Position annotation items
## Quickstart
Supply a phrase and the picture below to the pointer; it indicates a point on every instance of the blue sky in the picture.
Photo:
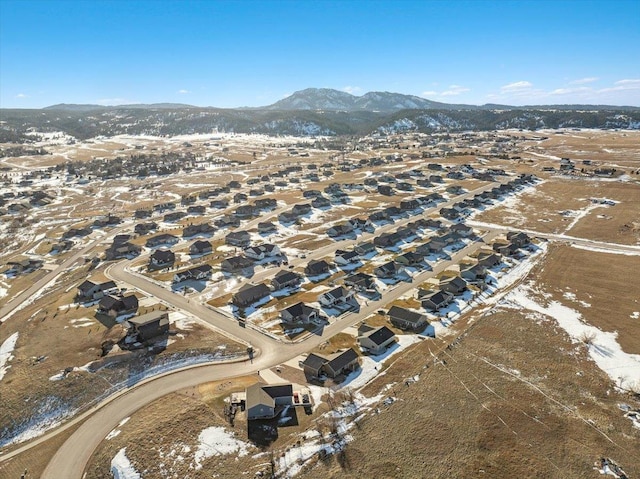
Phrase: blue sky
(252, 53)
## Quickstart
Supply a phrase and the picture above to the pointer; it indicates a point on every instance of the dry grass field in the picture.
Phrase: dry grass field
(598, 286)
(561, 205)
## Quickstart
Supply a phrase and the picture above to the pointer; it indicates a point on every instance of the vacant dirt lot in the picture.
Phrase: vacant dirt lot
(597, 285)
(563, 205)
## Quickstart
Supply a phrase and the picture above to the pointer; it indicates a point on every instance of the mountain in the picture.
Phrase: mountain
(138, 106)
(310, 112)
(335, 100)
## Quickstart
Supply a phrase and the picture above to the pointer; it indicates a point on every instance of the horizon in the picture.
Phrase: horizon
(236, 54)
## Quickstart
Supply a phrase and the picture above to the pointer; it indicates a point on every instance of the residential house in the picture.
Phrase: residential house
(287, 217)
(376, 340)
(410, 258)
(249, 294)
(196, 210)
(341, 363)
(118, 305)
(238, 238)
(434, 300)
(461, 229)
(90, 291)
(362, 224)
(488, 259)
(266, 204)
(361, 282)
(364, 249)
(387, 240)
(201, 247)
(173, 216)
(316, 267)
(246, 211)
(193, 230)
(265, 401)
(122, 250)
(285, 279)
(337, 297)
(161, 258)
(518, 238)
(227, 221)
(235, 264)
(473, 273)
(409, 204)
(149, 326)
(389, 270)
(385, 190)
(219, 204)
(266, 227)
(344, 258)
(406, 319)
(453, 284)
(505, 249)
(338, 230)
(240, 198)
(312, 194)
(299, 313)
(197, 273)
(163, 239)
(145, 228)
(23, 266)
(449, 213)
(332, 366)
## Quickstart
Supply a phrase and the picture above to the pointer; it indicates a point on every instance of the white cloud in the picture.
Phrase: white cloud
(352, 89)
(454, 90)
(583, 81)
(115, 101)
(568, 91)
(519, 85)
(635, 83)
(621, 92)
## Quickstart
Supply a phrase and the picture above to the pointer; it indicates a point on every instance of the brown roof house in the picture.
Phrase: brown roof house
(265, 401)
(118, 305)
(299, 313)
(331, 366)
(375, 340)
(406, 319)
(150, 325)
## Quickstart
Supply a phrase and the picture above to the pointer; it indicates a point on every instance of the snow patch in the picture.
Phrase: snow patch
(215, 441)
(121, 467)
(6, 349)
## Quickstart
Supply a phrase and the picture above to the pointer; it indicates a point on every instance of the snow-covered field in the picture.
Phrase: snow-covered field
(214, 441)
(121, 467)
(6, 355)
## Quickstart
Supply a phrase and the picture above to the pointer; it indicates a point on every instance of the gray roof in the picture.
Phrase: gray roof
(314, 361)
(405, 315)
(338, 361)
(380, 335)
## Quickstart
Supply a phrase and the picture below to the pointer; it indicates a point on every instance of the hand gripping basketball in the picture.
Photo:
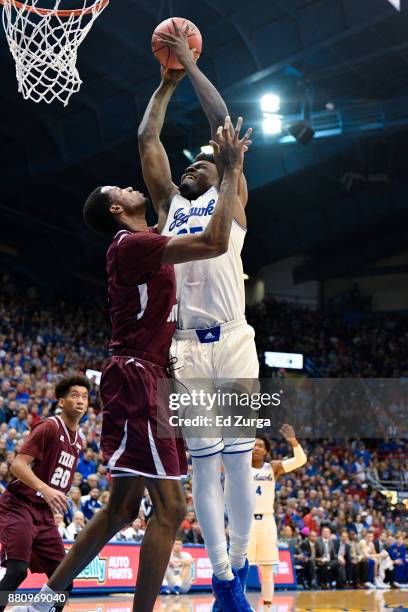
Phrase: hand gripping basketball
(176, 42)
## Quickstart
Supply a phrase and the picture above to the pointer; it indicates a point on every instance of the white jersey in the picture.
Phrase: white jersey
(264, 484)
(209, 291)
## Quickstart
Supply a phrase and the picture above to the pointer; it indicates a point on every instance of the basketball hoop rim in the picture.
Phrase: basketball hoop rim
(98, 5)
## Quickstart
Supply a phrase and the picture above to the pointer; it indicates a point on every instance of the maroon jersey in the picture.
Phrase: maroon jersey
(142, 296)
(56, 452)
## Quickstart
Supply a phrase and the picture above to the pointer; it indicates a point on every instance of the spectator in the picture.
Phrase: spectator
(356, 559)
(326, 559)
(287, 539)
(306, 556)
(343, 552)
(19, 422)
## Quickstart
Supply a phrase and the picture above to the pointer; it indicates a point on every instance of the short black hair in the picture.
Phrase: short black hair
(97, 215)
(205, 157)
(64, 386)
(266, 441)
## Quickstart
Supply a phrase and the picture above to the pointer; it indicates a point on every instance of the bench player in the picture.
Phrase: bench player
(142, 298)
(263, 547)
(43, 471)
(212, 339)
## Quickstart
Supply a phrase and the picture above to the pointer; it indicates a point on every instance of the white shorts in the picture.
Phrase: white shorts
(263, 541)
(232, 357)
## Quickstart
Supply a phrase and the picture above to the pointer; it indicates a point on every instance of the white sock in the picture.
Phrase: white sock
(44, 607)
(267, 583)
(240, 502)
(209, 507)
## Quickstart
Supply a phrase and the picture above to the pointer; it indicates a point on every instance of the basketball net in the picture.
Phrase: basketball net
(44, 44)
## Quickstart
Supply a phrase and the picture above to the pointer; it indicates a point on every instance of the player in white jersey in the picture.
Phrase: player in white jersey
(212, 338)
(263, 544)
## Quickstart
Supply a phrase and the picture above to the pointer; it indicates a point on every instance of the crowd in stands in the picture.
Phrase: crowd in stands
(371, 347)
(330, 513)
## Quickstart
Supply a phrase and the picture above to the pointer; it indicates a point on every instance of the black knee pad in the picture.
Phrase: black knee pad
(16, 573)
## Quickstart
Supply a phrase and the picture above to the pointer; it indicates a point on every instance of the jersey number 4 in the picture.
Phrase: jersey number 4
(60, 477)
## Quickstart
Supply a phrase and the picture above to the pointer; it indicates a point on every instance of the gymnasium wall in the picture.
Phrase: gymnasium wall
(388, 291)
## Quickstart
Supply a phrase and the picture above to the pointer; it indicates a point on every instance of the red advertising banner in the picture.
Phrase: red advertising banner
(115, 569)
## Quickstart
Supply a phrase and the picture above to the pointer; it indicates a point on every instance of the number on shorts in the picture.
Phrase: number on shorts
(192, 230)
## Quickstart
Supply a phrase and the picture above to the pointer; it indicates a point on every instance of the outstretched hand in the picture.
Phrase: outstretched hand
(174, 76)
(229, 148)
(178, 42)
(288, 432)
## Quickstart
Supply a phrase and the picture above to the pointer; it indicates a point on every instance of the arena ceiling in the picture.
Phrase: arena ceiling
(351, 54)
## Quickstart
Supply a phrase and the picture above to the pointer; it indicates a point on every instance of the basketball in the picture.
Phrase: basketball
(164, 53)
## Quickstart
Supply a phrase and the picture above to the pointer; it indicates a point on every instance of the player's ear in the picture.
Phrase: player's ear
(116, 209)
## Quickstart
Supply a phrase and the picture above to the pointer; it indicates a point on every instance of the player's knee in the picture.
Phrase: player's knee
(120, 517)
(173, 514)
(17, 571)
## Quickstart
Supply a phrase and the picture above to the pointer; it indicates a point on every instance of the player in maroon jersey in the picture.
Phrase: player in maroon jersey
(43, 471)
(142, 298)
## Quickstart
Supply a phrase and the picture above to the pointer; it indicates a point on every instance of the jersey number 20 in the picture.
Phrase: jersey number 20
(60, 477)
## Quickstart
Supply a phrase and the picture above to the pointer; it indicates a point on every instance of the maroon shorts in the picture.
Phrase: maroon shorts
(28, 533)
(132, 413)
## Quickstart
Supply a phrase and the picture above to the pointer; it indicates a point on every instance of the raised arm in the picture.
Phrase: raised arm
(299, 458)
(209, 97)
(214, 240)
(155, 163)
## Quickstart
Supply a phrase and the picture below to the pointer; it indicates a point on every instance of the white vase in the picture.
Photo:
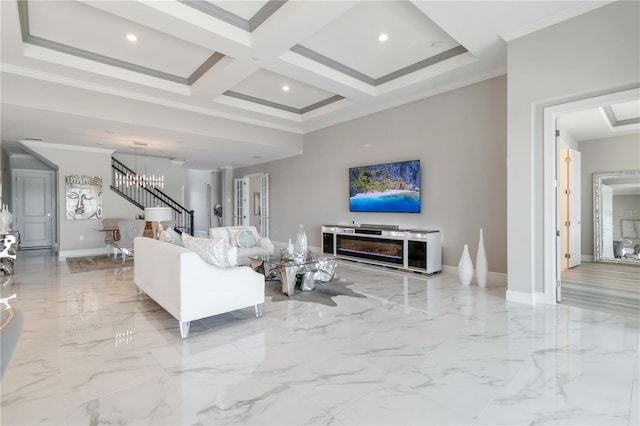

Requirements:
Which lines of the items contain the word "stands"? Extract each of them.

Problem solution:
Supply a phrase and the picture above to the pointer; it indicates a point on every instance of the crowd in stands in the picture.
Phrase: crowd in stands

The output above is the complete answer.